§ Compito scritto 1
Stabilisci se le affermazioni seguenti concordano con l'estratto del documento. Rispondi sì o no a ciascuna e cita esattamente le parole decisive: (a) il B. insegnava greco e latino presso le Scuole Palatine di Milano; (b) lo stipendio annuo del B. presso la Società Palatina era di 2.000 lire milanesi; (c) Muratori apprezzò la brevità del commentario del B. a Paolo Diacono.
+++ Estratto del documento
Nacque a Roma nell'ultimo quarto del sec. XVII, e a Roma compì gli studi di giurisprudenza sotto la guida di G. V. Gravina, divenendo amico di P. Metastasio e socio dell'Accademia dei Quirini fondata dal maestro. Trasferitosi quindi a Milano, vi esercitò l'avvocatura, occupando contemporaneamente la cattedra di insegnante di greco e latino presso le Scuole Palatine di quella città. Nell'ambiente letterario milanese il B., che pure teneva a sottolineare la sua cittadinanza romana, non tardò ad inserirsi positivamente, soprattutto in virtù della sua buona preparazione retorica e per una non superficiale conoscenza del greco.

L'incontro e l'amicizia con il fervido editore F. Argelati segnarono nel capoluogo lombardo l'inizio della breve, ma ricca carriera letteraria del Bianchi. Egli, infatti, fu sin dal maggio del 1721aggregato alla Società Palatina, che curava la stampa dei Rerum Italicarum Scriptores di L. A. Muratori, con l'incarico di revisore dei testi e delle prove di stampa; il suo stipendio annuo venne fissato in 1.000 lire milanesi.

Sin dall'inizio il B. superò i limiti dell'incarico affidatogli e prese a curare direttamente l'edizione del testo di alcune cronache destinate ai primi volumi della raccolta, quali quelle di Giordanes, Eutropio, Paolo Diacono e l'Historia miscella, che collazionava sui manoscritti ambrosiani per molte ore al giorno, svolgendo inoltre ricerche suppletive nell'Archivio Capitolare di Monza. Tale suo impegno entusiastico, e forse eccessivo, lo pose ben presto in contrasto sia con il bibliotecario dell'Ambrosiana, G. A. Sassi, sia con lo stesso Muratori, che trovò troppo prolisso il suo commentario a Paolo Diacono; il B. rimase inoltre offeso del fatto che nel primo volume dei Rerum l'edizione dei Getica di Giordanes fosse attribuita al Sassi, mentre era praticamente opera tutta sua.

Tali contrasti dovettero contribuire non poco ad allontanare progressivamente il B. dalla Società Palatina e dall'edizione dei Rerum, cuiegli continuò comunque a collaborare, in modo sempre meno rilevante, sino al 1730.

Negli stessi anni al B. venivano intanto affidati importanti incarichi nell'amministrazione statale (di cui si andava riformando il catasto e il sistema fiscale), culminati nel 1732 con la sua nomina a segretario della R. Giunta.

Gli incarichi amministrativi non lo allontanarono però del tutto dalla passione letteraria, cui continuava a spingerlo la sempre viva amicizia con l'Argelati. Questi aveva dato il via intorno al 1730 ad una ampia Raccolta di tutti i poeti antichi latini colla versione nella italiana favella, cui il B. collaborò attivamente, fornendo le traduzioni dell'Achilleide diStazio (nel volume IV, Milano 1732) e delle Lodi di Ercole e Gigantomachia attribuite a Claudiano (nel volume XIII, Milano 1736). Più o meno negli stessi anni un'altra impresa dell'Argelati, la pubblicazione degli Opera omnia di Carlo Sigonio, ricondusse il B. all'erudizione storica. Sua è, infatti, l'edizione della Historia ecclesiastica del grande storico modenese, rimasta fino ad allora inedita, rinvenuta a Roma, e inserita nel quarto tomo della silloge (Mediolani 1734).
++++++
§ Compito scritto 2
Individua nelle voci qui sotto ogni riga che contiene la parola "headband" e ricopiala. Tieni conto della distinzione tra maiuscole e minuscole.
+++ Materiale dell'esercizio
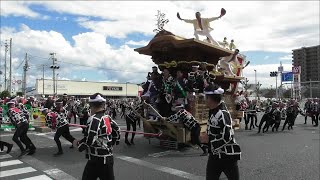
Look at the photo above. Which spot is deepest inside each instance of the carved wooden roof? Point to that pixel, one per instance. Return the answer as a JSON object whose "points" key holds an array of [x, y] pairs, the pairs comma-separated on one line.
{"points": [[166, 46]]}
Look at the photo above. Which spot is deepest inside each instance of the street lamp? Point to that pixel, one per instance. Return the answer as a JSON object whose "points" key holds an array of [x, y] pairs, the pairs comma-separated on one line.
{"points": [[127, 89], [57, 84], [255, 82], [54, 67]]}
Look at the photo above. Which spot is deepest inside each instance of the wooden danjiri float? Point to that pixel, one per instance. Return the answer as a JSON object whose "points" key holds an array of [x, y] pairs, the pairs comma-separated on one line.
{"points": [[174, 52]]}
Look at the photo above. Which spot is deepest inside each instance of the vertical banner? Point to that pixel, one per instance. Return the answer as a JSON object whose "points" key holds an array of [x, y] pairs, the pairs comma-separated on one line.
{"points": [[296, 70]]}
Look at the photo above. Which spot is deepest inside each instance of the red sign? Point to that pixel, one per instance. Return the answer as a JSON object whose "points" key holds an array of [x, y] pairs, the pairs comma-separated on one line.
{"points": [[296, 69]]}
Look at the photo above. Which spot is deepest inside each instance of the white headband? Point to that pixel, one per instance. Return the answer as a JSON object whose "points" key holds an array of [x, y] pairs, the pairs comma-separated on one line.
{"points": [[97, 99], [217, 91]]}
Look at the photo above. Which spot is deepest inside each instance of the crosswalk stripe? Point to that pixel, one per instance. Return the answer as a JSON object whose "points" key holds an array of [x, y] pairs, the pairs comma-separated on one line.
{"points": [[41, 177], [5, 156], [10, 163], [16, 171]]}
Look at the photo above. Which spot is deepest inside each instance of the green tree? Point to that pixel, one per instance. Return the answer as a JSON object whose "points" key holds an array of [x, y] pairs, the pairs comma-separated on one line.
{"points": [[4, 94], [19, 93]]}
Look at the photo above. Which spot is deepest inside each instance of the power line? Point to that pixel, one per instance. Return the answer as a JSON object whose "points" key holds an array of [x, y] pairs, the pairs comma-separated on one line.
{"points": [[84, 65], [108, 69]]}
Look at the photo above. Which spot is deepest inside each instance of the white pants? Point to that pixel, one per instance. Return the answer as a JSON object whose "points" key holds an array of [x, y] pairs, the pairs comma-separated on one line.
{"points": [[205, 32]]}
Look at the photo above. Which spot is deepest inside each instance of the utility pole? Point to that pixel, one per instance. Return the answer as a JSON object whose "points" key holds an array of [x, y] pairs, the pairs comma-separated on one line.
{"points": [[54, 67], [5, 65], [25, 69], [43, 79], [255, 83], [10, 72]]}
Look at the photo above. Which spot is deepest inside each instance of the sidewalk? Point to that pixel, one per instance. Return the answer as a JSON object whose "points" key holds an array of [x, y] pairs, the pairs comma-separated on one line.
{"points": [[9, 128]]}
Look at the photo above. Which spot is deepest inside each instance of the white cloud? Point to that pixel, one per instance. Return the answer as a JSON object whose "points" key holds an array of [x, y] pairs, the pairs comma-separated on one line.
{"points": [[251, 24], [89, 49], [19, 8], [137, 43]]}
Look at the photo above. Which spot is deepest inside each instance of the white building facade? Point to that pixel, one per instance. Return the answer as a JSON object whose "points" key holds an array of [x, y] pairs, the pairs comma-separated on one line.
{"points": [[85, 88]]}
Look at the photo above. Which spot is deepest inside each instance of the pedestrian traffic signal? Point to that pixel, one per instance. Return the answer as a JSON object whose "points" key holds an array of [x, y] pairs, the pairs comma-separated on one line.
{"points": [[273, 74]]}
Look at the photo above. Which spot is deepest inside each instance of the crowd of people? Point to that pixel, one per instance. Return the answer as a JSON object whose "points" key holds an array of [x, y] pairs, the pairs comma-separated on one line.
{"points": [[277, 111], [168, 95]]}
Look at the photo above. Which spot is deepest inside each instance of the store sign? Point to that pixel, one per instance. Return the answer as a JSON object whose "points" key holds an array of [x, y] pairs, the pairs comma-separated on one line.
{"points": [[296, 69], [287, 76], [112, 88]]}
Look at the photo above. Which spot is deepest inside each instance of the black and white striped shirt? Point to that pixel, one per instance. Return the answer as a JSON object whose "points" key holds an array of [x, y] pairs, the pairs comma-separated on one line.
{"points": [[102, 133], [184, 117], [221, 135]]}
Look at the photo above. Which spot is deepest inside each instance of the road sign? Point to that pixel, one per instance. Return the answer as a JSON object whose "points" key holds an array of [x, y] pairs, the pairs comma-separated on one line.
{"points": [[296, 69], [287, 76]]}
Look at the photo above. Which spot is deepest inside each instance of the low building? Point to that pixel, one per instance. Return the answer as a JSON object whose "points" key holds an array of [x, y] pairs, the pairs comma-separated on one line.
{"points": [[84, 88]]}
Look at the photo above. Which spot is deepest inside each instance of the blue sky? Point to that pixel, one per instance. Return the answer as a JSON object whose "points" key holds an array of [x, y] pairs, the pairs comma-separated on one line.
{"points": [[104, 34]]}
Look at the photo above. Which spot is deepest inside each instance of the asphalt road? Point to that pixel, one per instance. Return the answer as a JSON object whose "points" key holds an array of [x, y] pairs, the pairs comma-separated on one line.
{"points": [[280, 155]]}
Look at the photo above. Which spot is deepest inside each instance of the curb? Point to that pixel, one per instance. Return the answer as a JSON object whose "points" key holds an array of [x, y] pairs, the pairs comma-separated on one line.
{"points": [[13, 129]]}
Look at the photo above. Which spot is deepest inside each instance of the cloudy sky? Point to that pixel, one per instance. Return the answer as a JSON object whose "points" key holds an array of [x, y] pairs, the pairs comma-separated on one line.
{"points": [[94, 41]]}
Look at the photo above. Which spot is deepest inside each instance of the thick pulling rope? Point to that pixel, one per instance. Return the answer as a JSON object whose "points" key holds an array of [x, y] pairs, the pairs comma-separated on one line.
{"points": [[146, 134]]}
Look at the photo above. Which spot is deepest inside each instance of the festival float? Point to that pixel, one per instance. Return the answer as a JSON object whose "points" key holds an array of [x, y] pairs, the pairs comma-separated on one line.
{"points": [[168, 50]]}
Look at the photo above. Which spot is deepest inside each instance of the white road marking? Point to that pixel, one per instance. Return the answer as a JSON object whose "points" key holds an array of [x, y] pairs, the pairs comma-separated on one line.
{"points": [[10, 163], [76, 130], [16, 171], [41, 177], [11, 134], [58, 174], [155, 155], [5, 156], [49, 170], [164, 169], [63, 141]]}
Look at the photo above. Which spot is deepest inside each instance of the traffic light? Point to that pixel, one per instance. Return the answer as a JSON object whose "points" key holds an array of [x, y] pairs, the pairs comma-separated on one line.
{"points": [[273, 74]]}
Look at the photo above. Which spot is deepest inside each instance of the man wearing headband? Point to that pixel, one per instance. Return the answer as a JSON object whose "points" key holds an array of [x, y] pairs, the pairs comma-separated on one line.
{"points": [[2, 143], [131, 120], [49, 103], [268, 118], [224, 152], [21, 123], [315, 111], [101, 135], [183, 116], [292, 112], [83, 110], [308, 110], [252, 115], [277, 117], [60, 119]]}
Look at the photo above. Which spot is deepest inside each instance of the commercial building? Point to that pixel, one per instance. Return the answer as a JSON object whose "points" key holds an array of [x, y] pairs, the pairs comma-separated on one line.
{"points": [[309, 60], [84, 88]]}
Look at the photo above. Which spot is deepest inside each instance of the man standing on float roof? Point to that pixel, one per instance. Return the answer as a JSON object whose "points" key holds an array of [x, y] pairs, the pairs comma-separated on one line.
{"points": [[202, 25]]}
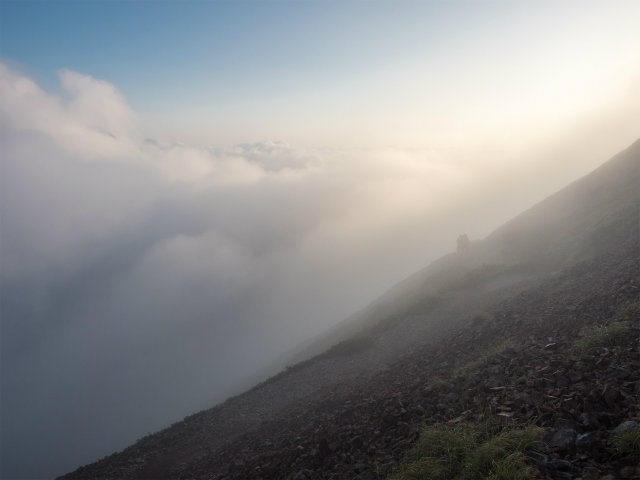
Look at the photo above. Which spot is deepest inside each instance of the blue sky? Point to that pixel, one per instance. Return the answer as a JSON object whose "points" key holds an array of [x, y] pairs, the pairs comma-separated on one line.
{"points": [[331, 72], [188, 189]]}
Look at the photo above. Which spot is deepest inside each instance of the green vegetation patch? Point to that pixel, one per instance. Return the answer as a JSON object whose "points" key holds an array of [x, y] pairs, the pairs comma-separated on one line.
{"points": [[469, 452], [492, 353], [627, 444], [606, 336]]}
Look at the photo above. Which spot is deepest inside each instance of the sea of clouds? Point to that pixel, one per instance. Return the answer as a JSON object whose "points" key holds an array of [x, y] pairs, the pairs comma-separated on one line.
{"points": [[143, 279]]}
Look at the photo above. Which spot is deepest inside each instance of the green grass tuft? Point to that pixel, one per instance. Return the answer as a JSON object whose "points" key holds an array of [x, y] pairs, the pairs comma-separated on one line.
{"points": [[469, 452], [627, 444], [601, 336]]}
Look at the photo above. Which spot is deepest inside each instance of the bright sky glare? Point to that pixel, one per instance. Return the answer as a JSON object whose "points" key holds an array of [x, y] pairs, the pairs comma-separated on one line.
{"points": [[354, 73]]}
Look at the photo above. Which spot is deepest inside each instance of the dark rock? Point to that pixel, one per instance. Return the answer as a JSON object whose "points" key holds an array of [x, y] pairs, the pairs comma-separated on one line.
{"points": [[627, 426], [562, 440]]}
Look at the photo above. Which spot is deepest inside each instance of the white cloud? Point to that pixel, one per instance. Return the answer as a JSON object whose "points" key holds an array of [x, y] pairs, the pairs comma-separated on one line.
{"points": [[163, 267]]}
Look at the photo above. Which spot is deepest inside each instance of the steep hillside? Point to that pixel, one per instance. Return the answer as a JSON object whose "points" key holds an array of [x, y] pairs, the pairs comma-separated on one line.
{"points": [[492, 330]]}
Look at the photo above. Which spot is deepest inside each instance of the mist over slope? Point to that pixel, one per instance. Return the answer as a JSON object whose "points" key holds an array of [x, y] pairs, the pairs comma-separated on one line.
{"points": [[558, 252], [598, 212]]}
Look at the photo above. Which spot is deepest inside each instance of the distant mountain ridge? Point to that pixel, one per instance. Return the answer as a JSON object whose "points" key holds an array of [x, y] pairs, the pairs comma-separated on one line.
{"points": [[549, 253]]}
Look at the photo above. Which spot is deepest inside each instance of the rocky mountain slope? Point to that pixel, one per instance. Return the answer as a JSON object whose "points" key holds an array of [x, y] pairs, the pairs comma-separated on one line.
{"points": [[537, 323]]}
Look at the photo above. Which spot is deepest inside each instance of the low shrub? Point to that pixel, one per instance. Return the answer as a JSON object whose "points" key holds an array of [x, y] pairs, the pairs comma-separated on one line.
{"points": [[469, 452]]}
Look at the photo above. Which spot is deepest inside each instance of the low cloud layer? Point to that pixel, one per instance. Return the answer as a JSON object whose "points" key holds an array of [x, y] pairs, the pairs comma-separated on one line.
{"points": [[142, 279]]}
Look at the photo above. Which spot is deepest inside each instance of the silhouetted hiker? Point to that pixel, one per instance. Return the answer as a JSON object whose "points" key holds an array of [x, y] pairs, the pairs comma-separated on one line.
{"points": [[463, 242]]}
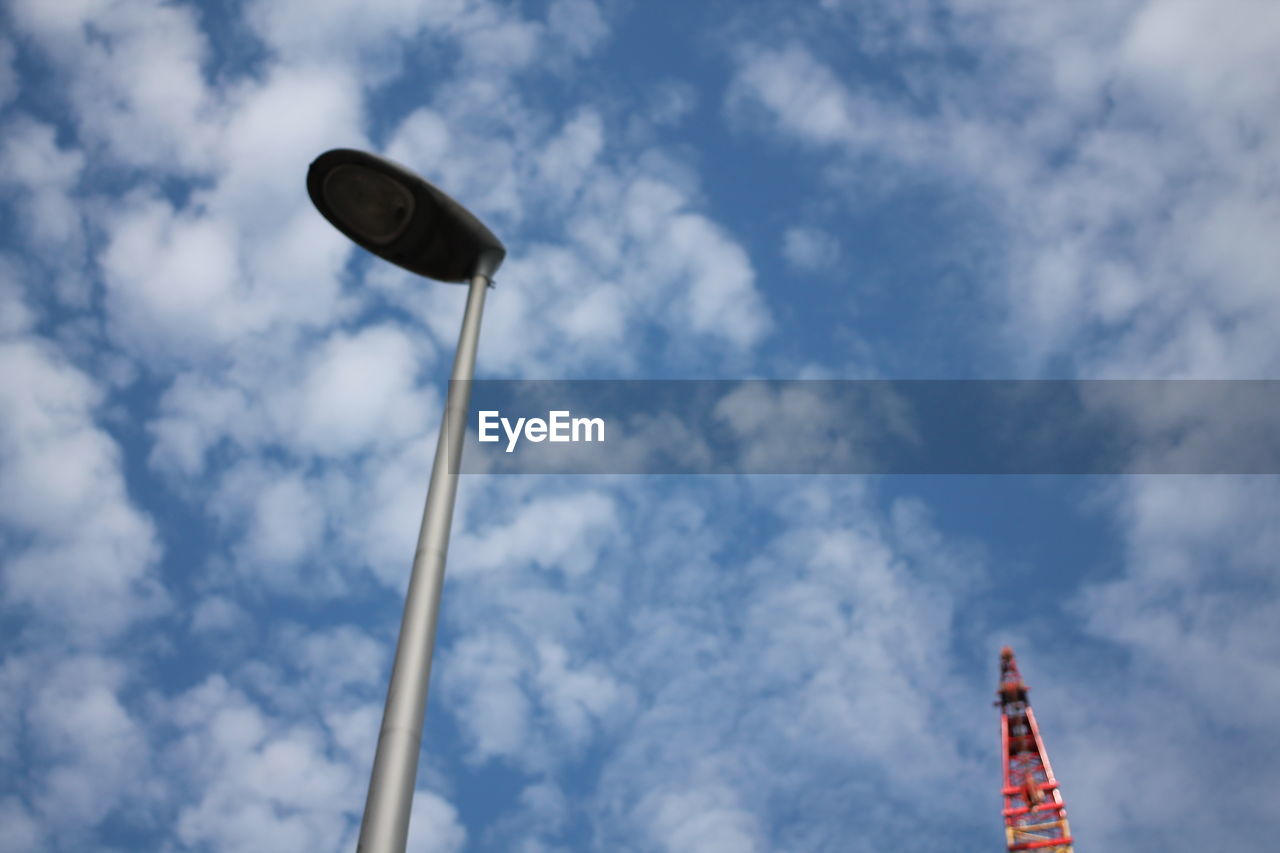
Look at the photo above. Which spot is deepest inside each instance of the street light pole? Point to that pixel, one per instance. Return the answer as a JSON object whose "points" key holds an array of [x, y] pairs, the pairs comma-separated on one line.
{"points": [[391, 788], [402, 218]]}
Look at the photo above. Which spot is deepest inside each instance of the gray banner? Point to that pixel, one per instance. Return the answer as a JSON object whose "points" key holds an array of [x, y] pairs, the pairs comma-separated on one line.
{"points": [[873, 427]]}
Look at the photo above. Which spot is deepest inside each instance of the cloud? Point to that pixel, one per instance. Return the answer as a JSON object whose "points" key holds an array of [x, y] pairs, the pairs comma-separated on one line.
{"points": [[87, 557], [809, 250], [133, 78]]}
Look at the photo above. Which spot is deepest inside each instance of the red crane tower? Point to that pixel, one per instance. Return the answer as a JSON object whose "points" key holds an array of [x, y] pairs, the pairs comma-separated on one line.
{"points": [[1034, 812]]}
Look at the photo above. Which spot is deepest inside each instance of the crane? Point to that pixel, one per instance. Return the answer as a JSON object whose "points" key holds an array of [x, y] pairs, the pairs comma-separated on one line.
{"points": [[1034, 812]]}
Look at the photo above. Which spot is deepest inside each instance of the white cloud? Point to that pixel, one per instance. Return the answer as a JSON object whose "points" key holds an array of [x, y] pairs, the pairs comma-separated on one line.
{"points": [[133, 73], [8, 73], [809, 250], [1150, 229], [87, 555]]}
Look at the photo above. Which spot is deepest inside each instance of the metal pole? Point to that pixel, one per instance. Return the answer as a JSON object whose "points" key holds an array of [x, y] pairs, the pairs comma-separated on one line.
{"points": [[391, 787]]}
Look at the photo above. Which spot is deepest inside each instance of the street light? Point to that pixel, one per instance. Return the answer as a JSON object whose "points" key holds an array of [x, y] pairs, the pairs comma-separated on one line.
{"points": [[402, 218]]}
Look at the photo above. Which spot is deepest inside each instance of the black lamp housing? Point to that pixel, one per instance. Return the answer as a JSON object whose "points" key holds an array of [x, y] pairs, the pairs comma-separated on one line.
{"points": [[402, 218]]}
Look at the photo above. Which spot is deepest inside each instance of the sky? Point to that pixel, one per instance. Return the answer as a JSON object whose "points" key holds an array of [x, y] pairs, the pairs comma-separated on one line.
{"points": [[216, 420]]}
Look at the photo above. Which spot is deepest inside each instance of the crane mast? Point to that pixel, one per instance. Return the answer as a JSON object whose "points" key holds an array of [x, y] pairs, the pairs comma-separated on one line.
{"points": [[1034, 812]]}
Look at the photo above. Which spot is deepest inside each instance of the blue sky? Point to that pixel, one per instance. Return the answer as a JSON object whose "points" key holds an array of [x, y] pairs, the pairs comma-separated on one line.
{"points": [[216, 419]]}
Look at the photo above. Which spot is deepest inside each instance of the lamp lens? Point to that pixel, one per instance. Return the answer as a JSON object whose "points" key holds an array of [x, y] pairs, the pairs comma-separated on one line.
{"points": [[374, 206]]}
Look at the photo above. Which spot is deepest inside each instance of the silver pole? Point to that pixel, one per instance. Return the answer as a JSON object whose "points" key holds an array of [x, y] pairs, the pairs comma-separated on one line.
{"points": [[391, 787]]}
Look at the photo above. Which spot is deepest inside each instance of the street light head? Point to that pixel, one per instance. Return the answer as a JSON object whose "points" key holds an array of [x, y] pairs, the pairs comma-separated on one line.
++++++
§ Risposta completa 1
(a) Sì: "occupando contemporaneamente la cattedra di insegnante di greco e latino presso le Scuole Palatine di quella città".
(b) No: "il suo stipendio annuo venne fissato in 1.000 lire milanesi".
(c) No: "lo stesso Muratori, che trovò troppo prolisso il suo commentario a Paolo Diacono".

§ Risposta completa 2
Look at the photo above. Which spot is deepest inside each instance of the white headband? Point to that pixel, one per instance. Return the answer as a JSON object whose "points" key holds an array of [x, y] pairs, the pairs comma-separated on one line.
Look at the photo above. Which spot is deepest inside each instance of the man wearing headband? Point to that pixel, one per instance. Return the answer as a JSON object whose "points" key holds an array of [x, y] pairs, the pairs comma-separated on one line.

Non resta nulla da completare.